Zack's Kernel News



The Linux kernel mailing list comprises the core of Linux development activities. Traffic volumes are immense, often reaching ten thousand messages in a given week, and keeping up to date with the entire scope of development is a virtually impossible task for one person. One of the few brave souls to take on this task is Zack Brown.

Our regular monthly column keeps you abreast of the latest discussions and decisions, selected and summarized by Zack. Zack has been publishing a weekly online digest, the Kernel Traffic newsletter for over five years now. Even reading Kernel Traffic alone can be a time consuming task.

Linux Magazine now provides you with the quintessence of Linux Kernel activities, straight from the horse's mouth.

New Complete git Repository

Peter Stahlir asked whether anyone had put together a complete git tree of the kernel, from version 0.01 to the present. Periodically, this topic arises, and Linus Torvalds recently asked people to try to do it. This time, Dave Jones said he'd been working on it and was trying to split the repository into as many separate patches as possible, rather than making each official version a single mega-patch. Dave said he was trying to include every -pre, -test, and -rc patch as a separate commit.

Also, Dave was attempting to include the actual changelogs for as many of the commits as possible, something no one else has tried because of the horrifying size of the task. Remember that back then, "changelog" might mean a snippet of email in the middle of a long thread. Along the way, whenever Dave encountered people working on similar projects, he grabbed any changelogs he needed to fill in the gaps.

Dave's final result goes all the way up to v2.4, the point at which Linus started using BitKeeper. Git repositories covering 2.4 to the present already exist, so Dave's work just completes the history back to the beginning.

Dave published a 2G repository that includes more than a thousand commits, almost half of which have changelog entries associated with them: git://git.kernel.org/pub/scm/linux/kernel/git/davej/history.git

Also, the repository includes the full history, including all forks for stable/development trees and any other experimental trees Linus introduced along the way. Unfortunately, it appears that several kernel releases have been lost forever.

Also, now that Dave has published his work, more data continues to be added to the archive and errors are being corrected. The true record might not be complete for some time, and revisions will continue to be added as more information is discovered.

■ Task goal
Print the passage of the kernel news column above word for word, starting with "New Complete git" and going on through "a separate commit.".

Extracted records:
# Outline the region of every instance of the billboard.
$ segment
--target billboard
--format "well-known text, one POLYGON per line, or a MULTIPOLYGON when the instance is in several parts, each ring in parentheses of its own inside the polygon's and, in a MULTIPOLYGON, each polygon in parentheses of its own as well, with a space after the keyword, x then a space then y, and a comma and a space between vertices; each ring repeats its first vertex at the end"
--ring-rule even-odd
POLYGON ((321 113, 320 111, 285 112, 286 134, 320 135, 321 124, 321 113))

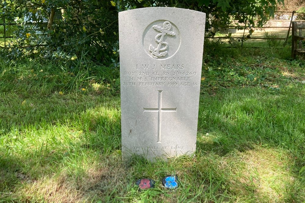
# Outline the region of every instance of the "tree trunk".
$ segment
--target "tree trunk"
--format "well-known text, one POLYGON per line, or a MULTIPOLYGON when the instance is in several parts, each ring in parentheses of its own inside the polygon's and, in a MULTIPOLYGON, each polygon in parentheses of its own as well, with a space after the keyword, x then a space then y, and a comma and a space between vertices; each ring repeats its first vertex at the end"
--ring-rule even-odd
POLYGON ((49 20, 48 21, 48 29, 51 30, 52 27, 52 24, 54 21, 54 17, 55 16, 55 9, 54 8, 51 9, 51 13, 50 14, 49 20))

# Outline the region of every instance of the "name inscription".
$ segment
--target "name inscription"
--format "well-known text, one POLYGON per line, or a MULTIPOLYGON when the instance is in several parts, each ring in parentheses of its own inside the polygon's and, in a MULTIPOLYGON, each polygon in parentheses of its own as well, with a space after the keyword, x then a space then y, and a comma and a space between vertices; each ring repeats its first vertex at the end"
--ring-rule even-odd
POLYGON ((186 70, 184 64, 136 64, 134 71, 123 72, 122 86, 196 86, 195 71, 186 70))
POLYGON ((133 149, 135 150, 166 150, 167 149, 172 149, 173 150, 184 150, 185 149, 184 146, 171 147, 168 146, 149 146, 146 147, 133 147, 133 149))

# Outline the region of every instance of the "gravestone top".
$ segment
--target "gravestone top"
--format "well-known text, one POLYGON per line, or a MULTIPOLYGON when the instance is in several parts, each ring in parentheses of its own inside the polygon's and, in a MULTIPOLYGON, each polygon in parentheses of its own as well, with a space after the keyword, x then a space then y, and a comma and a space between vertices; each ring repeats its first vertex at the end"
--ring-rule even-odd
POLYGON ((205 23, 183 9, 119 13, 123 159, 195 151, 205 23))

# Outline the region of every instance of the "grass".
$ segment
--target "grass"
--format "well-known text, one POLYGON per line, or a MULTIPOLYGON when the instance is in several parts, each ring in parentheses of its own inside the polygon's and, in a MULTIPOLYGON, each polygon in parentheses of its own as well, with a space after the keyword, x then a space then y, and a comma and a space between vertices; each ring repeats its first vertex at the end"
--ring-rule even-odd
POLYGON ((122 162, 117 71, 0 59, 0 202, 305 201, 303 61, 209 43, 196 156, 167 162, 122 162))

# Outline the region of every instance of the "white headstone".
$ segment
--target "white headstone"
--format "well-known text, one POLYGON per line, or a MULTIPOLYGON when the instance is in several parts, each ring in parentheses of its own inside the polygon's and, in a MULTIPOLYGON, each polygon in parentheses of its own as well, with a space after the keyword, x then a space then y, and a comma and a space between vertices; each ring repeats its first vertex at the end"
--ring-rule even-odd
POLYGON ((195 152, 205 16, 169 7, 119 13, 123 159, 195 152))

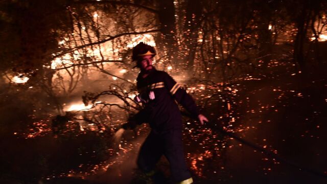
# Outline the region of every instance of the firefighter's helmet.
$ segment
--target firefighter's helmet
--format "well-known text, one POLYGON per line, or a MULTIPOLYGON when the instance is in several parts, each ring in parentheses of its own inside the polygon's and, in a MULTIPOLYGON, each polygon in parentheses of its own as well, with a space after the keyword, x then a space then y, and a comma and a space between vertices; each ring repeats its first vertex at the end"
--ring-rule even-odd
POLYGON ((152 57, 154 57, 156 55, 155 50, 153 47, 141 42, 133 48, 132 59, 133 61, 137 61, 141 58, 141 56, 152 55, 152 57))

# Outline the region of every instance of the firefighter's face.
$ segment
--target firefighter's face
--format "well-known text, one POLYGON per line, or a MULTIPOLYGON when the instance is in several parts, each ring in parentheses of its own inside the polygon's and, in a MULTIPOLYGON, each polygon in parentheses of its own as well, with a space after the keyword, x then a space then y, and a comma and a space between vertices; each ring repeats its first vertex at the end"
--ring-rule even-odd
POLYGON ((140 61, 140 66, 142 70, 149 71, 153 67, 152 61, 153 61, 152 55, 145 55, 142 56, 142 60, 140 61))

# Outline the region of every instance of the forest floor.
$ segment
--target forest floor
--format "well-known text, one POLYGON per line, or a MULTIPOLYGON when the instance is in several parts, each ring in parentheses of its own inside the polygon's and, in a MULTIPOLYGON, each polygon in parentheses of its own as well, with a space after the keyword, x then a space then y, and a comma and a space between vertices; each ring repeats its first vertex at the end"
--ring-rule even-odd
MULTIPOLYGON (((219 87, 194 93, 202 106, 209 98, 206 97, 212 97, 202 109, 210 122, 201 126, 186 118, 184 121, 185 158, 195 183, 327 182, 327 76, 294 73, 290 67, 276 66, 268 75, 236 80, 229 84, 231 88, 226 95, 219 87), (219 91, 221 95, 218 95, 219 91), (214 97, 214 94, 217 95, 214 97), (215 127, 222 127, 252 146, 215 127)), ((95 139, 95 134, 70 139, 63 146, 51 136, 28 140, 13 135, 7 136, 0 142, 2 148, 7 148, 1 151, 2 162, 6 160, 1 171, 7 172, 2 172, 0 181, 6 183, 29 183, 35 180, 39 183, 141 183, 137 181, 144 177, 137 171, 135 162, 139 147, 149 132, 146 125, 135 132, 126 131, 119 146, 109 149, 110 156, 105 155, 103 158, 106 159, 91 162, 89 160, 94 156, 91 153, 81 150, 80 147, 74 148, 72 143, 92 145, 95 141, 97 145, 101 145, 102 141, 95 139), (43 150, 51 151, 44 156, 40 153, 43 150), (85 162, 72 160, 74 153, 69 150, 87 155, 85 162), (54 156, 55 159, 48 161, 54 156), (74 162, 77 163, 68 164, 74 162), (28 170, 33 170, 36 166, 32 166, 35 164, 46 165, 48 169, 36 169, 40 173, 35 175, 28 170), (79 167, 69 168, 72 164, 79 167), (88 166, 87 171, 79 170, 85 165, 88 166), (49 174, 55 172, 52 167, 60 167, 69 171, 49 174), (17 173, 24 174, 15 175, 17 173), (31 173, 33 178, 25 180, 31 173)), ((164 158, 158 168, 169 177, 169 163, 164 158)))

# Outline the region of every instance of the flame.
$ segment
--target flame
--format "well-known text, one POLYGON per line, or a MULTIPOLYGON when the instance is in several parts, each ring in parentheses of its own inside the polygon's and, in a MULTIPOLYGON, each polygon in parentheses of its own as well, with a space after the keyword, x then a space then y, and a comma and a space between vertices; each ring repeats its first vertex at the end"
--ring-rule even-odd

■ Reply
New Complete git Repository

Peter Stahlir asked whether anyone had put together a complete git tree of the kernel, from version 0.01 to the present. Periodically, this topic arises, and Linus Torvalds recently asked people to try to do it. This time, Dave Jones said he'd been working on it and was trying to split the repository into as many separate patches as possible, rather than making each official version a single mega-patch. Dave said he was trying to include every -pre, -test, and -rc patch as a separate commit.